> **What is expected**
Lines that contain the string "plaid" are the ones to list; copy all of them from the records.

> **Study material**

+--

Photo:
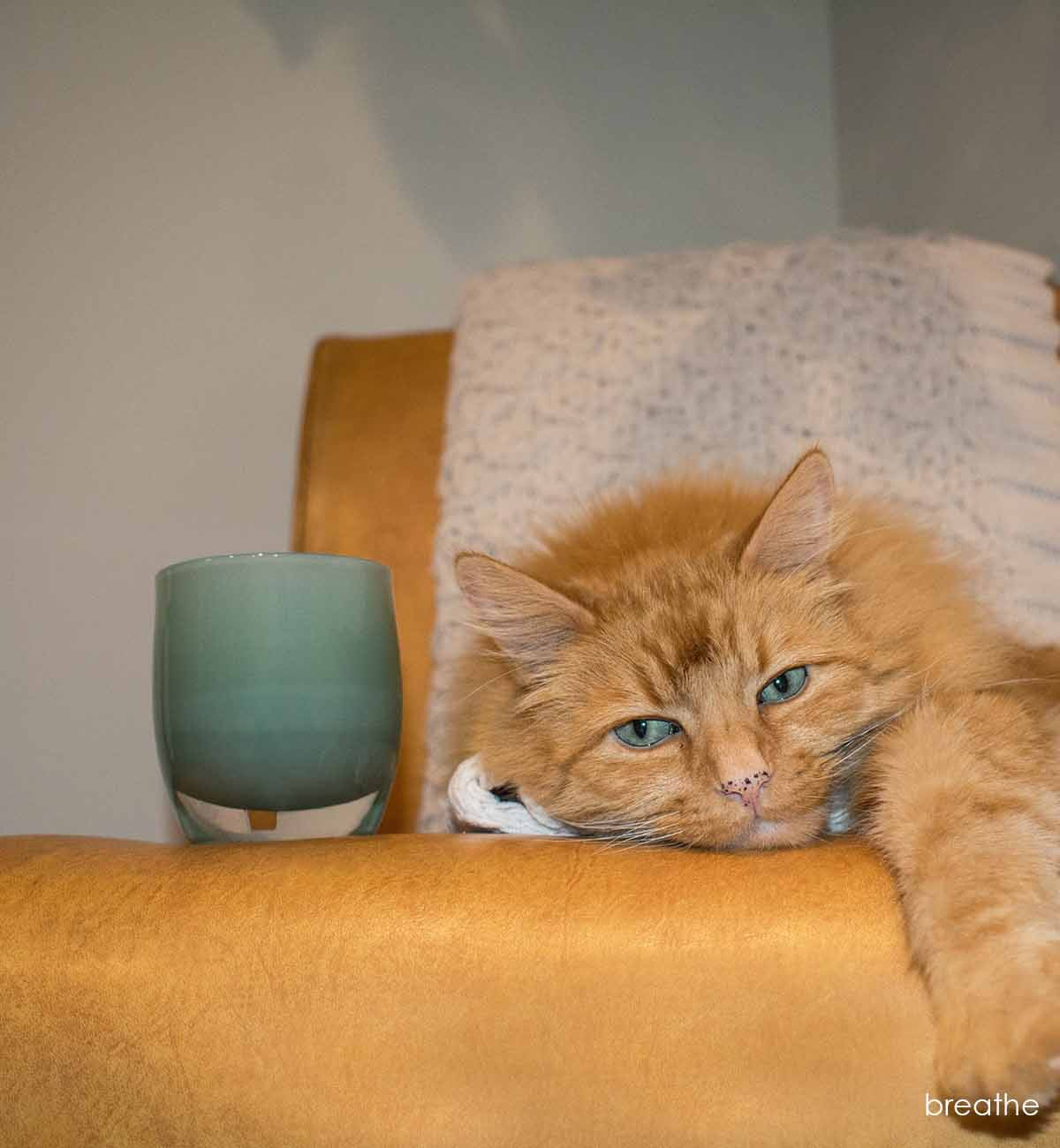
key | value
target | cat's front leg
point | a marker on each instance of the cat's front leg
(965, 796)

+--

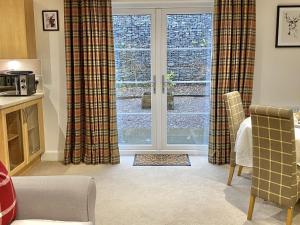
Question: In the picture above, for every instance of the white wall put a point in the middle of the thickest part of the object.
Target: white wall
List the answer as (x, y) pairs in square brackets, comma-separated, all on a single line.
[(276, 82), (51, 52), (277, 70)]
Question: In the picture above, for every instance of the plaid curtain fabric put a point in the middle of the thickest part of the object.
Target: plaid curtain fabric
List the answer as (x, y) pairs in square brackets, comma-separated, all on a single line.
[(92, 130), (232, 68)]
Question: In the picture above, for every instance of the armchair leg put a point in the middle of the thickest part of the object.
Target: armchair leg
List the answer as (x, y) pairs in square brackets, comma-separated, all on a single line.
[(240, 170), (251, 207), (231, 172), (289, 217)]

+--

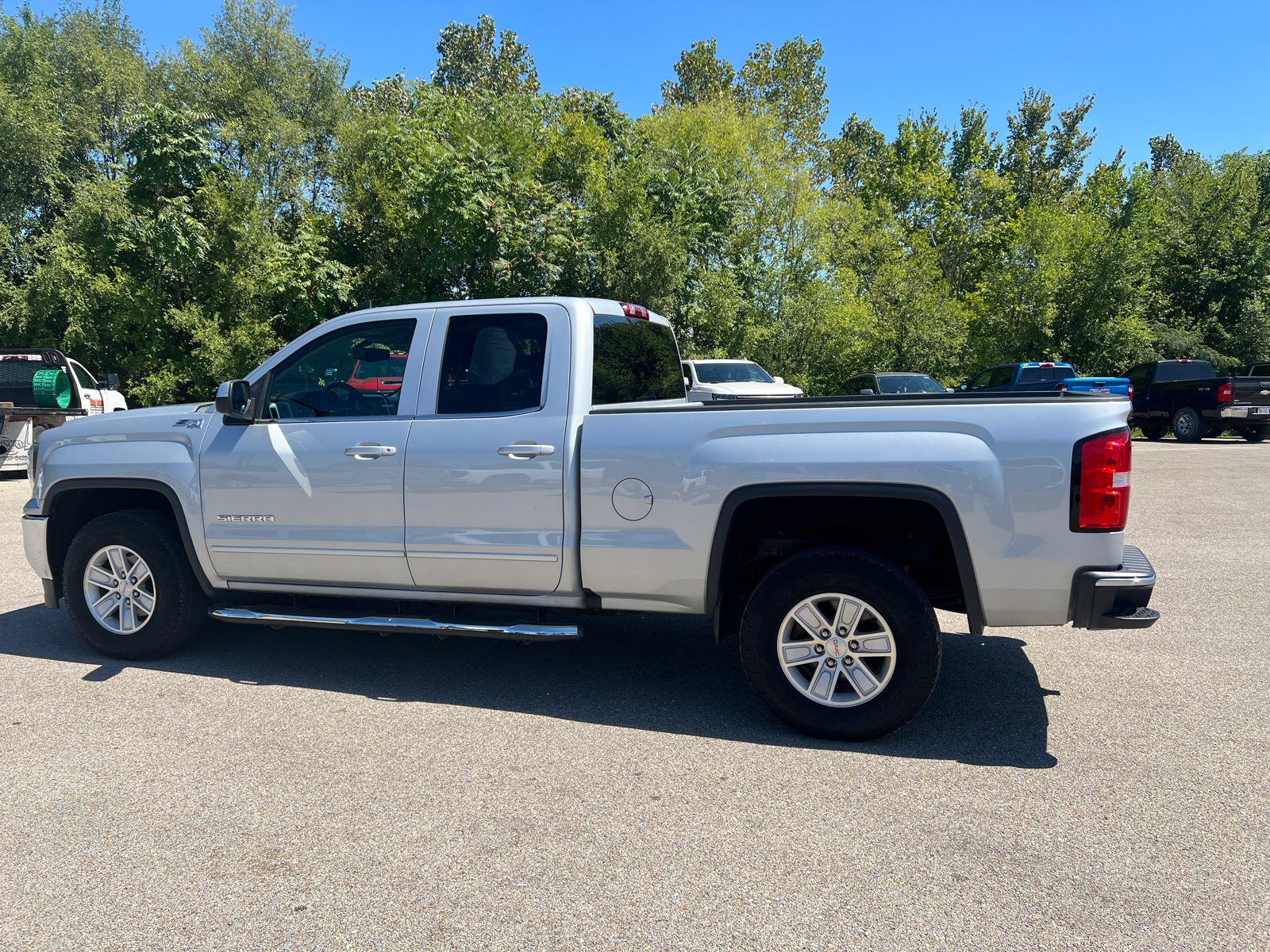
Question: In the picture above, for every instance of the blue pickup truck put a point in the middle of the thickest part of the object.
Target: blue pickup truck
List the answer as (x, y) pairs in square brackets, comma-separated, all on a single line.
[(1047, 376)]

+--

> **Task response**
Question: In the picture above, for every instance of the plaid curtain fabric put a point in the middle of the thickest part of the object.
Target: plaid curtain fabric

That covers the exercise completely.